▸ Aim of the exercise
Reproduce each of the records below word for word, line by line.

******

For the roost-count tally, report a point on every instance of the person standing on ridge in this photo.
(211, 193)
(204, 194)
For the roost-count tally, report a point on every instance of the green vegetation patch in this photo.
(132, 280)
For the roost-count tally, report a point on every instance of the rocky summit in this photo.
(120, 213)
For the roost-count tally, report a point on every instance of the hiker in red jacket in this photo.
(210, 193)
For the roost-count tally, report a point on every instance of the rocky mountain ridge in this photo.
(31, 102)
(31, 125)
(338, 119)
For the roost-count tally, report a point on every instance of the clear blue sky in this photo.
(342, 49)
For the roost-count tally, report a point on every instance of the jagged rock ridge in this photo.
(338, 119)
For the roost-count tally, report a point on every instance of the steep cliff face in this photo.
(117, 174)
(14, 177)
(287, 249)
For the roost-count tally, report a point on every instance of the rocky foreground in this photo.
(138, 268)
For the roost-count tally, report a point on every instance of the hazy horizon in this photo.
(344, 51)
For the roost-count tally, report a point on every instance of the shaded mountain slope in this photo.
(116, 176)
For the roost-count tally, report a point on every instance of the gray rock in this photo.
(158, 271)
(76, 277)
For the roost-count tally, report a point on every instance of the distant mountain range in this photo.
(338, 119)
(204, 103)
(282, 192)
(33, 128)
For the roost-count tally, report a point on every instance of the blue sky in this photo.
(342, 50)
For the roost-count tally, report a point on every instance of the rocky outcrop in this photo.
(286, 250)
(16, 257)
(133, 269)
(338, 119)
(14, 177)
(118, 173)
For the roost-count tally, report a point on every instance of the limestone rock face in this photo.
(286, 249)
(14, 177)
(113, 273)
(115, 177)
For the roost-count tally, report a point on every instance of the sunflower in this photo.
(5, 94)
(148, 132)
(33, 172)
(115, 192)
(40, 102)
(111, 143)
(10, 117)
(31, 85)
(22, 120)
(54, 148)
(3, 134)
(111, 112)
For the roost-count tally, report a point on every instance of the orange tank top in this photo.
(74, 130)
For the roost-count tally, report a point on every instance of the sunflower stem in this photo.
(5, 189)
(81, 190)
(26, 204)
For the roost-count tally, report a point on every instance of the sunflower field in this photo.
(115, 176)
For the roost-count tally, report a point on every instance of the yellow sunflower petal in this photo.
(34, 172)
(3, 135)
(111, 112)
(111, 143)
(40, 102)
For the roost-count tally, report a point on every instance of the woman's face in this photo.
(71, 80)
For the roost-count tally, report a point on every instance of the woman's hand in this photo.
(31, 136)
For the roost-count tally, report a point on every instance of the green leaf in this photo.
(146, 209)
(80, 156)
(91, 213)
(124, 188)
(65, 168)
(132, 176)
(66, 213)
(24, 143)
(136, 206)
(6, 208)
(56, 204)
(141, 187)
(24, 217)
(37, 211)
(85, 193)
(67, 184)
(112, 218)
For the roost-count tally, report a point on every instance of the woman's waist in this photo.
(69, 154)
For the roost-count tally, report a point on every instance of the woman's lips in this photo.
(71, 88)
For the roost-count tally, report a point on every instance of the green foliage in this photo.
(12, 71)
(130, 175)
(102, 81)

******

▸ Output for this task
For the roost-count tally, report a point on every instance of the person standing on ridge in this photo.
(211, 193)
(204, 194)
For the roost-count tally, report a point on every instance of the green vegetation patch in this photo.
(132, 280)
For the roost-count tally, report a point on every instance of the rocky summit in this photo.
(120, 213)
For the roost-count tally, report a point on every instance of the hiker in red jacket in this photo.
(210, 193)
For the roost-count tally, report a point on every instance of the rocky mountain ridge in this photo.
(31, 102)
(31, 125)
(338, 119)
For the roost-count tally, report a point on every instance of the clear blue sky in this photo.
(342, 49)
For the roost-count tally, report a point on every instance of the jagged rock ridge in this photo.
(338, 119)
For the roost-count tally, report a point on every instance of the steep cliff face in this photo.
(117, 174)
(14, 177)
(287, 249)
For the roost-count tally, report a point on every instance of the rocky foreground in this photo.
(138, 268)
For the roost-count tally, report a point on every instance of the hazy horizon in this photo.
(344, 51)
For the roost-count tally, report a point on every instance of the shaded mountain slope in this photo.
(116, 176)
For the roost-count tally, report a point on every instance of the gray rock in this photo.
(158, 271)
(76, 277)
For the roost-count tally, report a point on every instance of the distant mountain range in this photo.
(338, 119)
(204, 103)
(282, 192)
(33, 128)
For the roost-count tally, report a point on every instance of the blue sky in this photo.
(342, 50)
For the roost-count tally, report a point on every instance of the rocky outcrop in this photo.
(286, 250)
(16, 257)
(133, 269)
(338, 119)
(14, 177)
(118, 173)
For the roost-count tally, report a point on every instance of the limestone rock face in this photo.
(286, 249)
(14, 177)
(113, 273)
(115, 177)
For the roost-count tally, report a point on every instance of the sunflower in this photo.
(5, 94)
(148, 132)
(33, 172)
(115, 192)
(40, 102)
(111, 143)
(10, 117)
(31, 85)
(22, 120)
(54, 148)
(3, 134)
(111, 112)
For the roost-count tally, report a point on every instance of the orange tank top in this photo.
(74, 130)
For the roost-count tally, report a point on every instance of the sunflower stem in this photo.
(5, 189)
(81, 190)
(26, 204)
For the roost-count tally, report a point on every instance of the sunflower field in this photo.
(115, 176)
For the roost-count tally, report a point on every instance of the yellow sunflower petal in this photo.
(34, 172)
(3, 135)
(111, 112)
(111, 143)
(40, 102)
For the roost-count tally, report a point on every instance of the woman's face in this photo.
(71, 80)
For the roost-count tally, report a point on every instance of the woman's hand in this photo.
(31, 136)
For the roost-count tally, report a point on every instance of the green leaf in this photo.
(146, 209)
(80, 156)
(91, 213)
(124, 188)
(65, 168)
(132, 176)
(66, 213)
(24, 143)
(136, 206)
(6, 208)
(56, 204)
(141, 187)
(24, 217)
(37, 211)
(85, 193)
(67, 184)
(112, 218)
For the roost-count tally, report a point on every instance of the woman's waist in this photo.
(69, 154)
For the roost-count tally, report a point on every instance of the woman's lips in this photo.
(71, 88)
For the roost-count tally, report a point on every instance of the green foliage in this photo.
(12, 71)
(130, 175)
(102, 81)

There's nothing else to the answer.